- WORK TO COMPLETE
Make an exact copy of the records, leaving out the images.

--- PROVIDED MATERIAL ---

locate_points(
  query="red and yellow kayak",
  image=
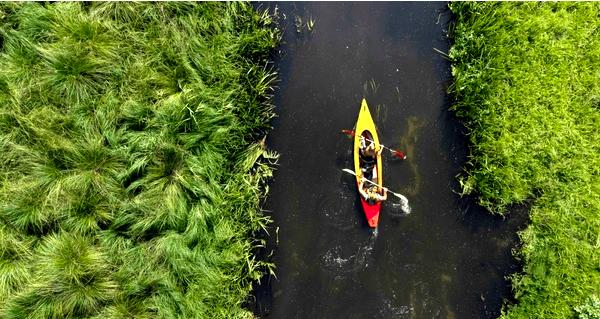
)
(366, 127)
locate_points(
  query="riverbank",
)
(131, 166)
(527, 87)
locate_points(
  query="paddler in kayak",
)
(368, 156)
(370, 193)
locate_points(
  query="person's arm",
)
(384, 197)
(361, 190)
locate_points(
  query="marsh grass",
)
(527, 84)
(131, 166)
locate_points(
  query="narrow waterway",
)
(448, 258)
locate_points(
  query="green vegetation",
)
(527, 82)
(131, 167)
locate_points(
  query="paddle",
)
(403, 200)
(398, 154)
(347, 170)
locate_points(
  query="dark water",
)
(448, 258)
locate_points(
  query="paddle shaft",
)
(398, 153)
(364, 179)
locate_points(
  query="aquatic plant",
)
(527, 87)
(131, 158)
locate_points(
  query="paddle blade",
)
(347, 170)
(399, 154)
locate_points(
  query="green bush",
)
(131, 166)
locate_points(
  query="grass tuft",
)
(527, 87)
(131, 164)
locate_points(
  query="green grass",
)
(131, 161)
(527, 83)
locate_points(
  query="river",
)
(448, 258)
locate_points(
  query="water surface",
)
(448, 258)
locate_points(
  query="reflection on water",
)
(433, 263)
(336, 261)
(407, 141)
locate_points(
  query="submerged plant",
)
(528, 89)
(131, 161)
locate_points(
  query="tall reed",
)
(527, 84)
(131, 167)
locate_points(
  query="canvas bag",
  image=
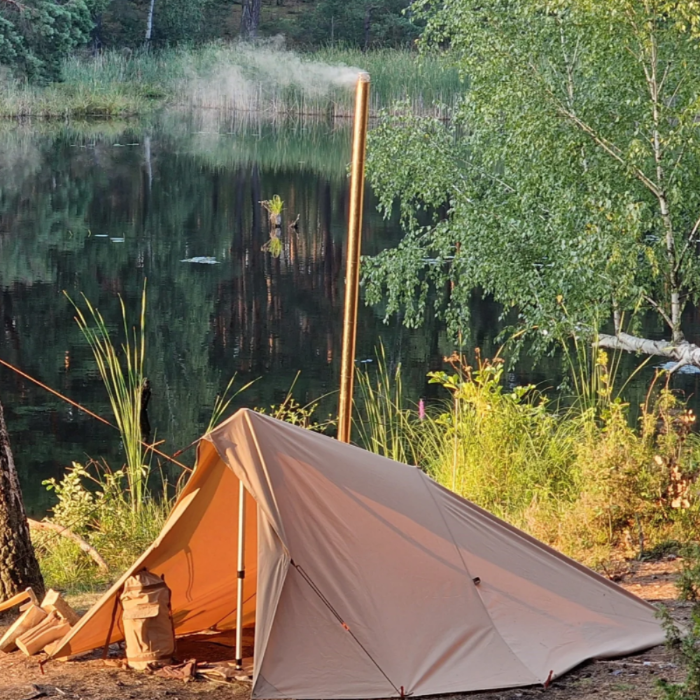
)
(147, 621)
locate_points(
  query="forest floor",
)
(630, 678)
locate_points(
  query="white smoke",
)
(258, 77)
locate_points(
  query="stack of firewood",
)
(40, 627)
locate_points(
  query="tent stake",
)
(352, 265)
(241, 576)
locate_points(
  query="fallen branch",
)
(65, 532)
(683, 353)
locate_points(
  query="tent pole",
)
(352, 270)
(241, 575)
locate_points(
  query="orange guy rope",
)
(151, 448)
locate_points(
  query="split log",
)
(51, 629)
(30, 618)
(27, 595)
(65, 532)
(53, 602)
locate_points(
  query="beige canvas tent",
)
(366, 579)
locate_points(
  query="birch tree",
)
(568, 184)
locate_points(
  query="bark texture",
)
(250, 19)
(18, 564)
(684, 353)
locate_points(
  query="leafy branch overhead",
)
(568, 183)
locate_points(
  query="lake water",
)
(96, 209)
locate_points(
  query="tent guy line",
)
(344, 625)
(148, 446)
(355, 574)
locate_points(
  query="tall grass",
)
(92, 502)
(582, 478)
(123, 377)
(234, 78)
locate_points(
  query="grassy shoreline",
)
(231, 78)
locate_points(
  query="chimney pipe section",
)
(352, 268)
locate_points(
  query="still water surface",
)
(97, 209)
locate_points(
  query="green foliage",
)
(124, 378)
(356, 24)
(93, 501)
(264, 83)
(566, 185)
(291, 411)
(580, 479)
(223, 401)
(36, 35)
(385, 425)
(273, 206)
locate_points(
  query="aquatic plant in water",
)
(123, 377)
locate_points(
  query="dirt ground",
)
(631, 678)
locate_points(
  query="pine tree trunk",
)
(18, 564)
(250, 19)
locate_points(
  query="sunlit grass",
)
(579, 478)
(233, 78)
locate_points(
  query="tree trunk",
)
(683, 353)
(18, 564)
(149, 23)
(250, 19)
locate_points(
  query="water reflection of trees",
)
(97, 214)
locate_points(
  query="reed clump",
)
(234, 78)
(585, 478)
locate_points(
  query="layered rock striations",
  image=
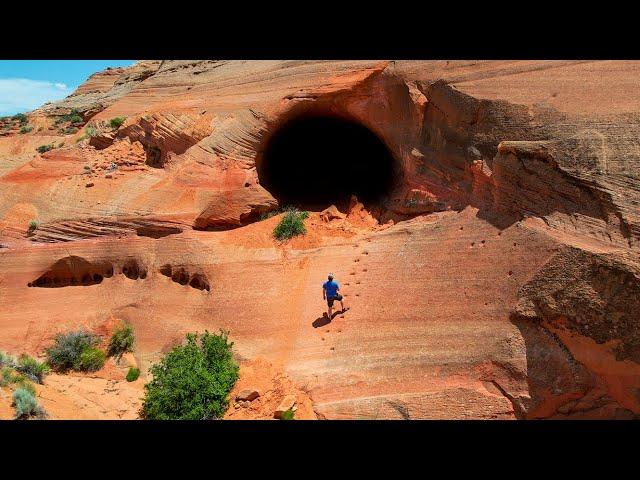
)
(494, 277)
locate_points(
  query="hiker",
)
(330, 293)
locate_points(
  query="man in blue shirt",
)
(330, 293)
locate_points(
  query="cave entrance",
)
(314, 161)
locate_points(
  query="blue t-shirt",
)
(331, 287)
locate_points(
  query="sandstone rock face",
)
(506, 246)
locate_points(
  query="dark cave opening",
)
(314, 161)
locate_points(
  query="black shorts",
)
(331, 299)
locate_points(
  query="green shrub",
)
(20, 117)
(192, 381)
(32, 368)
(287, 415)
(6, 360)
(133, 374)
(26, 404)
(91, 360)
(33, 226)
(116, 122)
(45, 148)
(121, 341)
(292, 224)
(68, 348)
(6, 377)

---

- WRITTEN ANSWER
locate_points(
  query="red and yellow kayak",
  image=
)
(366, 127)
locate_points(
  query="riverbank",
)
(131, 166)
(527, 87)
locate_points(
  query="paddler in kayak",
)
(368, 156)
(370, 193)
locate_points(
  query="person's arm",
)
(384, 197)
(361, 190)
locate_points(
  query="marsh grass",
)
(527, 84)
(131, 166)
locate_points(
  query="narrow waterway",
)
(448, 258)
locate_points(
  query="green vegetation",
)
(527, 82)
(131, 167)
locate_points(
  query="paddle",
)
(403, 200)
(398, 154)
(347, 170)
locate_points(
  query="dark water",
)
(448, 258)
locate_points(
  query="paddle shaft",
)
(398, 153)
(364, 179)
locate_points(
  query="aquatic plant",
)
(527, 87)
(131, 158)
locate_points(
  query="paddle blade",
)
(347, 170)
(399, 154)
locate_points(
  query="green bush",
)
(131, 166)
locate_points(
  query="grass tuft",
)
(527, 87)
(131, 164)
locate_points(
  query="green grass",
)
(131, 161)
(527, 83)
locate_points(
  query="river",
)
(448, 258)
locate_points(
  query="water surface",
)
(448, 258)
locate_points(
  query="reflection on water",
)
(433, 263)
(336, 261)
(407, 141)
locate_points(
  query="submerged plant",
)
(528, 89)
(131, 161)
locate_points(
  query="tall reed",
)
(527, 84)
(131, 167)
locate_points(
  query="canvas bag",
  image=
)
(147, 621)
locate_points(
  query="forest floor",
)
(630, 678)
locate_points(
  query="white smoke",
)
(258, 77)
locate_points(
  query="stack of firewood",
)
(40, 627)
locate_points(
  query="tent stake",
)
(352, 265)
(241, 576)
locate_points(
  query="fallen branch",
)
(65, 532)
(683, 353)
locate_points(
  query="tent pole",
)
(352, 270)
(241, 575)
locate_points(
  query="orange guy rope",
)
(151, 448)
locate_points(
  query="split log",
)
(51, 629)
(30, 618)
(27, 595)
(65, 532)
(53, 602)
locate_points(
  query="beige canvas tent",
)
(366, 579)
locate_points(
  query="birch tree",
)
(568, 184)
locate_points(
  query="bark texture",
)
(250, 19)
(18, 564)
(684, 353)
locate_points(
  query="leafy branch overhead",
)
(568, 183)
locate_points(
  query="lake water",
)
(96, 209)
locate_points(
  query="tent guy line",
)
(344, 625)
(148, 446)
(355, 574)
locate_points(
  query="tall grass",
)
(92, 502)
(582, 478)
(123, 377)
(234, 78)
locate_points(
  query="grassy shoreline",
)
(231, 78)
locate_points(
  query="chimney pipe section",
)
(352, 268)
locate_points(
  query="still water surface",
)
(97, 209)
locate_points(
  query="green foliage",
)
(124, 378)
(356, 24)
(93, 501)
(264, 83)
(566, 185)
(291, 411)
(580, 479)
(223, 401)
(36, 35)
(385, 425)
(273, 206)
locate_points(
  query="aquatic plant in water",
)
(123, 377)
locate_points(
  query="dirt ground",
)
(631, 678)
locate_points(
  query="pine tree trunk",
)
(18, 564)
(250, 19)
locate_points(
  query="sunlit grass",
)
(579, 478)
(233, 78)
locate_points(
  query="tree trunk",
)
(683, 353)
(18, 564)
(149, 23)
(250, 19)
locate_points(
  query="water reflection of trees",
)
(97, 214)
locate_points(
  query="reed clump",
)
(234, 78)
(585, 478)
locate_points(
  query="layered rock striations",
  image=
)
(494, 277)
locate_points(
  query="hiker",
)
(330, 293)
locate_points(
  query="man in blue shirt",
)
(330, 293)
locate_points(
  query="cave entrance",
)
(314, 161)
locate_points(
  query="blue t-shirt",
)
(331, 287)
locate_points(
  query="sandstone rock face",
)
(506, 246)
locate_points(
  query="dark cave opening",
)
(314, 161)
locate_points(
  query="black shorts",
)
(331, 299)
locate_points(
  query="green shrub",
)
(20, 117)
(192, 381)
(32, 368)
(287, 415)
(6, 360)
(133, 374)
(26, 404)
(91, 360)
(33, 226)
(116, 122)
(45, 148)
(121, 341)
(292, 224)
(68, 348)
(6, 377)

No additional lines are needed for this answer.